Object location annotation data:
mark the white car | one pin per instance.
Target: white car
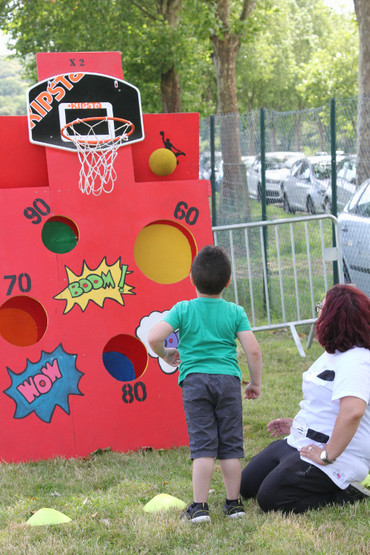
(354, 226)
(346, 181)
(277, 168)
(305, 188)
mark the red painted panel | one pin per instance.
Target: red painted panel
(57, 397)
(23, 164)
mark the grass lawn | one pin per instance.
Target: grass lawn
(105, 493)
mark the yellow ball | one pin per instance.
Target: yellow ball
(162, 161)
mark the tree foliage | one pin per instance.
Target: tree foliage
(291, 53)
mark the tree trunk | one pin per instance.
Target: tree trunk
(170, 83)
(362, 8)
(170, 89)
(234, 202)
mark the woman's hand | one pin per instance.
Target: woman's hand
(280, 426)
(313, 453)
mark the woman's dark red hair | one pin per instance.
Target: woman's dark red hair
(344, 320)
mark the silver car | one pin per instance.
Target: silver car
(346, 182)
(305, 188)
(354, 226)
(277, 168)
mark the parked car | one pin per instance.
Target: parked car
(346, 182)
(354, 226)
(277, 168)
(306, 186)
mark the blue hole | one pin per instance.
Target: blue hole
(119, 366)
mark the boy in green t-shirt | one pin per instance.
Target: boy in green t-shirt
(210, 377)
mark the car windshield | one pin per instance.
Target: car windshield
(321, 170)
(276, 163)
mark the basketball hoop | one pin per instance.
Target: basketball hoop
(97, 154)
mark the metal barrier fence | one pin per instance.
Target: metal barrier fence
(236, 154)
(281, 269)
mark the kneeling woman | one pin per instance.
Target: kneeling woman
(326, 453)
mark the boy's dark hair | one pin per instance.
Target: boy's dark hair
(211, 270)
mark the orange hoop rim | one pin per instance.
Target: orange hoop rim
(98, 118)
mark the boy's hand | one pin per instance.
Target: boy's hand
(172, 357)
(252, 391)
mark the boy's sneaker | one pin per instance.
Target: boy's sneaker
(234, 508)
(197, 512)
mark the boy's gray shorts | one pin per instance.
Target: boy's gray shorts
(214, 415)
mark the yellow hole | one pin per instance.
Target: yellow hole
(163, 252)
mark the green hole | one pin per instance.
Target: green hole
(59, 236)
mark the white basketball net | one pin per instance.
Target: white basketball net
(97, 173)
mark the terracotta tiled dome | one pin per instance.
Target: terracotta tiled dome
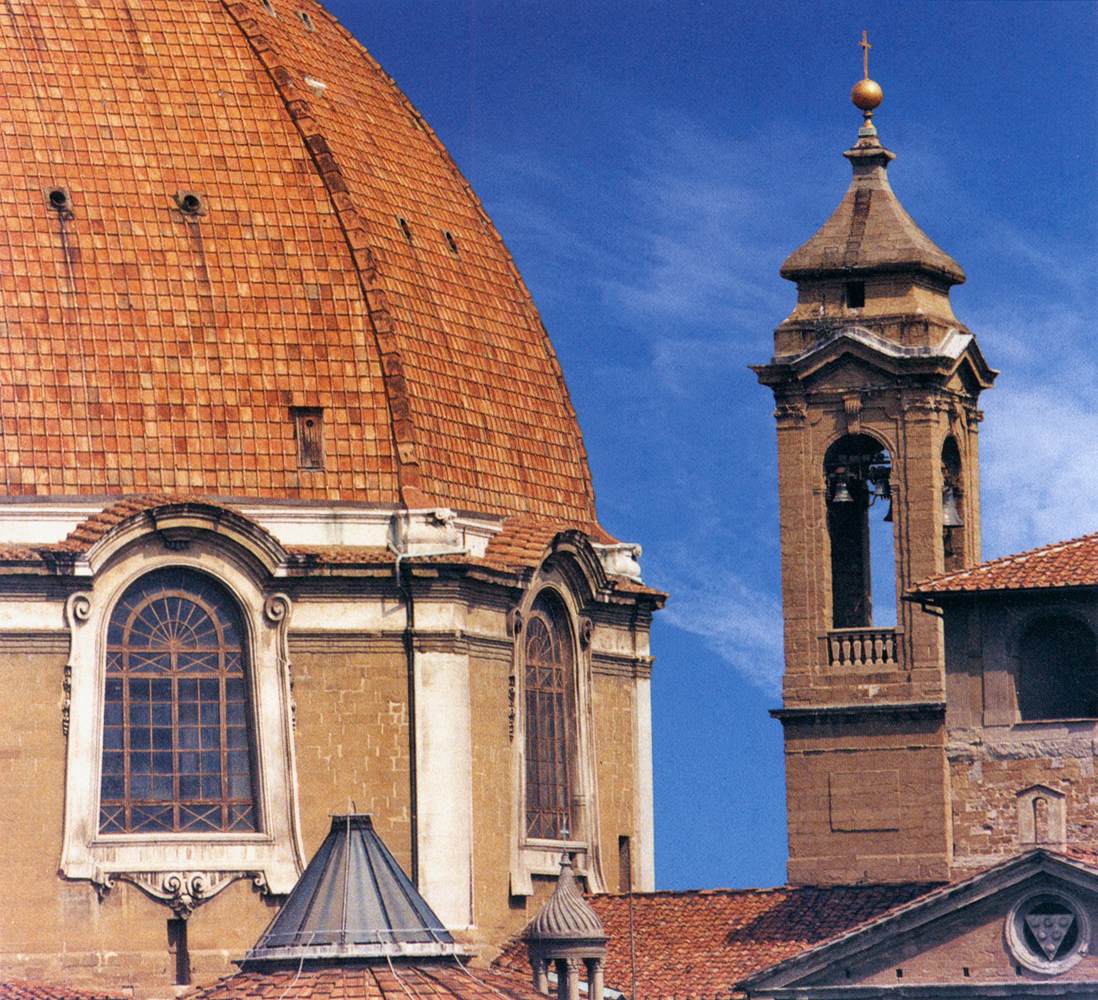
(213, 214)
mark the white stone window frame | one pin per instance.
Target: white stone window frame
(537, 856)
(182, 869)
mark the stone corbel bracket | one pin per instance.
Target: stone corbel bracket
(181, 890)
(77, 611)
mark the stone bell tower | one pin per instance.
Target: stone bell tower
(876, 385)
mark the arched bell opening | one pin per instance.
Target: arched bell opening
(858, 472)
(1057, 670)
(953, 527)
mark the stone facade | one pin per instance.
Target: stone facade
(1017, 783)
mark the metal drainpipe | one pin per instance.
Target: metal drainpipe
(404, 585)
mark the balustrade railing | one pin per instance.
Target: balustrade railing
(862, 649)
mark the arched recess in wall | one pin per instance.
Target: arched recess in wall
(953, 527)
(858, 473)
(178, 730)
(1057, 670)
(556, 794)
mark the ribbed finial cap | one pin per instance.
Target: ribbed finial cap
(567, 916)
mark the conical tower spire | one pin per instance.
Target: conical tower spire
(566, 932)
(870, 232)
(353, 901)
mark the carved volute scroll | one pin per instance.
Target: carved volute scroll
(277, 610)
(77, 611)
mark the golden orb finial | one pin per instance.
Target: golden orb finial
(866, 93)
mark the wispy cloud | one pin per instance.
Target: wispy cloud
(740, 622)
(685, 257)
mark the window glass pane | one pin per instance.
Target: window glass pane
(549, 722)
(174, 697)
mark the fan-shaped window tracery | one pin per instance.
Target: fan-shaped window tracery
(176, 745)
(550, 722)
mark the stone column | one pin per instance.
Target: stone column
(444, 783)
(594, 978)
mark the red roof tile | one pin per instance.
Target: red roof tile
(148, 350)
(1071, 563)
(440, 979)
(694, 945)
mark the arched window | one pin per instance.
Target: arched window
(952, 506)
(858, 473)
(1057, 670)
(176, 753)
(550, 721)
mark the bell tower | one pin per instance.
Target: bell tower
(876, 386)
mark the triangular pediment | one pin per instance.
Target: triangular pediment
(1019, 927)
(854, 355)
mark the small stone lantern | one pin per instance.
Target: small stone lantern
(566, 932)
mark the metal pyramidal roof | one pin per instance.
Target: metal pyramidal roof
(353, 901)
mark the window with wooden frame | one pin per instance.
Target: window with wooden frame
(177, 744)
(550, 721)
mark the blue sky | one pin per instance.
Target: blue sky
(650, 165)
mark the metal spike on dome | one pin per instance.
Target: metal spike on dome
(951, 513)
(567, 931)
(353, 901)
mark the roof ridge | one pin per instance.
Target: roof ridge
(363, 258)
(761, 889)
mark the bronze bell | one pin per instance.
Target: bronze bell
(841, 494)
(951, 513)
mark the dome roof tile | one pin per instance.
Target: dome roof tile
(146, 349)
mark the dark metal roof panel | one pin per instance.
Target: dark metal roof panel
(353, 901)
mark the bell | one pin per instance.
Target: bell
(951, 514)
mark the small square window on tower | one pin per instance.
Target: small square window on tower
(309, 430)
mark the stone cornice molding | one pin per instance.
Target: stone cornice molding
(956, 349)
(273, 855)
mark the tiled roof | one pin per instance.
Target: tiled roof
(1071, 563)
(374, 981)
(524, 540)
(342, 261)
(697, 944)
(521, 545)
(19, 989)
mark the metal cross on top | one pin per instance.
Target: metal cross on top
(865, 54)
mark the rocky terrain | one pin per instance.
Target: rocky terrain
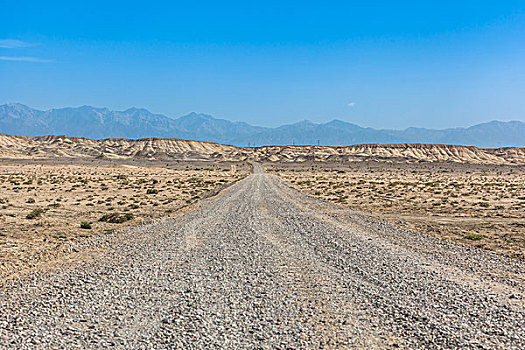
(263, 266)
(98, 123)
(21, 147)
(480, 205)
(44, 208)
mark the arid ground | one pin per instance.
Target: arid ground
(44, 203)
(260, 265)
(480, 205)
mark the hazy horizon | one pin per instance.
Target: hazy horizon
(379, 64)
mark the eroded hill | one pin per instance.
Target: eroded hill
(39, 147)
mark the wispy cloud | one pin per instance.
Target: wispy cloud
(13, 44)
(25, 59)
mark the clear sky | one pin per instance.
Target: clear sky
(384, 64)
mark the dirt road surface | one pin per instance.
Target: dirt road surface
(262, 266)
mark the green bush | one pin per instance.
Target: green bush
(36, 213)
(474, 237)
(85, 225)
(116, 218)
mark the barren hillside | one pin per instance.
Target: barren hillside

The task:
Rewrite every entry above, replacing "one pin per instance" with "one point per instance" and keeping everything else the same. Leave the pictures out of your answer.

Exercise solution:
mark the white car | one point per instance.
Target: white car
(354, 226)
(346, 181)
(277, 168)
(305, 188)
mark the red painted panel | one point per instance.
Target: red painted panel
(57, 397)
(23, 164)
mark the grass lawn | one point per instance.
Target: grass lawn
(105, 493)
mark the yellow ball | one point per instance.
Target: yellow ball
(162, 161)
mark the tree foliage | one point per instance.
Target: tree foliage
(291, 53)
mark the tree trunk | one point per instance.
Target: tree trunk
(170, 83)
(362, 8)
(170, 89)
(234, 202)
mark the woman's hand | one point per instance.
Target: woman's hand
(280, 426)
(313, 453)
mark the woman's dark red hair | one point per instance.
Target: woman's dark red hair
(344, 320)
mark the silver car | one point per instance.
Target: silver car
(346, 182)
(305, 188)
(354, 226)
(277, 168)
mark the parked car | one point per instance.
Target: parked car
(346, 182)
(354, 226)
(277, 168)
(306, 186)
mark the blue hole | one point per instance.
Target: blue hole
(119, 366)
mark the boy in green t-shirt | one point per instance.
Target: boy in green t-shirt
(210, 377)
mark the car windshield | one point per instance.
Target: car windshield
(321, 170)
(276, 163)
mark the basketball hoop | one point per instance.
Target: basketball hoop
(97, 154)
mark the metal barrier fence | one point per instance.
Target: metal barrier fence
(236, 154)
(281, 269)
mark the kneeling woman | one point per instance.
Target: kneeling woman
(326, 453)
mark the boy's dark hair | one point per instance.
Target: boy's dark hair
(211, 270)
mark the orange hoop rim | one point per instance.
Target: orange hoop rim
(98, 118)
mark the boy's hand | one point per instance.
Target: boy's hand
(172, 357)
(252, 391)
mark the boy's sneaker | one point per instance.
Target: boy's sneaker
(234, 508)
(197, 512)
mark the boy's gray shorts | one point per instance.
Target: boy's gray shorts
(214, 415)
mark the yellow hole | one point per instance.
Target: yellow hole
(163, 252)
mark the green hole | one point per instance.
Target: green hole
(59, 236)
mark the white basketball net | one point per instance.
Target: white basketball net
(97, 173)
mark the terracotta tiled dome | one point per instance.
Target: terracotta tiled dome
(213, 214)
mark the white stone window frame | one point per instance.
Target: white stone window frame
(537, 856)
(182, 869)
mark the stone corbel bracket | one point per instance.
Target: stone corbel bracket
(181, 890)
(77, 611)
mark the stone bell tower | one point per instance.
Target: stone bell tower
(876, 385)
mark the arched bell opening | one point per instance.
Target: arched bell opening
(858, 472)
(1057, 670)
(953, 527)
mark the stone facade | one point per instance.
Target: stone facade
(1017, 783)
mark the metal drainpipe | one point per instance.
Target: metal drainpipe
(404, 585)
mark the balustrade railing | one point per instance.
Target: balustrade railing
(862, 649)
mark the arched recess in wall | one point per instance.
Target: arched recess in wall
(953, 527)
(858, 473)
(178, 730)
(1057, 670)
(556, 794)
mark the ribbed finial cap | one point per instance.
Target: ribbed finial cap
(567, 916)
mark the conical tower spire | one point per instance.
Target: conical tower spire
(566, 932)
(870, 232)
(353, 901)
mark the carved volute scroll | one point per instance.
Target: carved volute scroll
(277, 610)
(77, 611)
mark the golden orb finial | one point per instance.
Target: golden orb finial
(866, 93)
mark the wispy cloud | one point per instance.
Target: wispy cloud
(740, 622)
(685, 257)
mark the window glass pane | one point per instance.
Target: window glass pane
(549, 722)
(174, 697)
mark the fan-shaped window tracery | one point per instance.
Target: fan-shaped window tracery
(176, 745)
(550, 722)
mark the stone column | one point per instance.
Target: stone column
(444, 783)
(594, 978)
mark the red roof tile | one point per instance.
Target: red roof tile
(148, 350)
(1071, 563)
(440, 979)
(694, 945)
mark the arched window | one point per instance.
Target: arched window
(952, 506)
(858, 473)
(1057, 670)
(176, 753)
(550, 721)
mark the bell tower | one point per instance.
Target: bell tower
(876, 386)
mark the triangular pediment | one point per instance.
Target: triangular pediment
(1019, 927)
(854, 355)
mark the small stone lantern | one point per instance.
Target: small stone lantern
(566, 932)
mark the metal pyramidal roof | one point per instance.
Target: metal pyramidal roof
(353, 901)
mark the window with wooden frame | one point per instance.
Target: window with wooden frame
(177, 744)
(550, 721)
mark the blue sky | one point per instance.
Target: blue sky
(650, 165)
mark the metal spike on dome | one point per instance.
Target: metal spike on dome
(951, 513)
(567, 931)
(353, 901)
mark the roof ridge | one point per instance.
Target: roof ridge
(363, 258)
(761, 889)
mark the bronze bell | one point per instance.
Target: bronze bell
(841, 494)
(951, 513)
mark the dome roof tile | one point per instance.
Target: dome roof tile
(146, 349)
mark the dark metal roof panel | one point per instance.
Target: dark metal roof panel
(353, 901)
mark the bell | one point per instance.
Target: bell
(951, 514)
mark the small square window on tower | one point per instance.
Target: small square window on tower
(309, 430)
mark the stone cornice molding | one point per instance.
Target: stone cornice molding
(956, 349)
(273, 855)
mark the tiled roof | one point per instance.
Target: tiled roof
(1071, 563)
(374, 981)
(524, 540)
(342, 261)
(697, 944)
(521, 545)
(19, 989)
mark the metal cross on top | one point per instance.
Target: metal cross on top
(865, 54)
mark the rocky terrain | one point per instance.
Target: rocky terrain
(263, 266)
(98, 123)
(21, 147)
(480, 205)
(44, 208)
mark the arid ground | one point per instance.
Target: arid ground
(44, 203)
(260, 265)
(480, 205)
mark the hazy horizon | one point per instance.
Target: hazy horizon
(379, 64)
mark the eroded hill | one point per instance.
Target: eroded hill
(39, 147)
mark the wispy cloud | one point per instance.
Target: wispy cloud
(13, 44)
(25, 59)
mark the clear sky | one point per instance.
Target: clear sky
(384, 64)
mark the dirt road surface | one point per instance.
Target: dirt road surface
(262, 266)
mark the green bush | one point per instance.
Target: green bush
(36, 213)
(474, 237)
(85, 225)
(116, 218)
mark the barren hillside | one point per instance.
Target: barren hillside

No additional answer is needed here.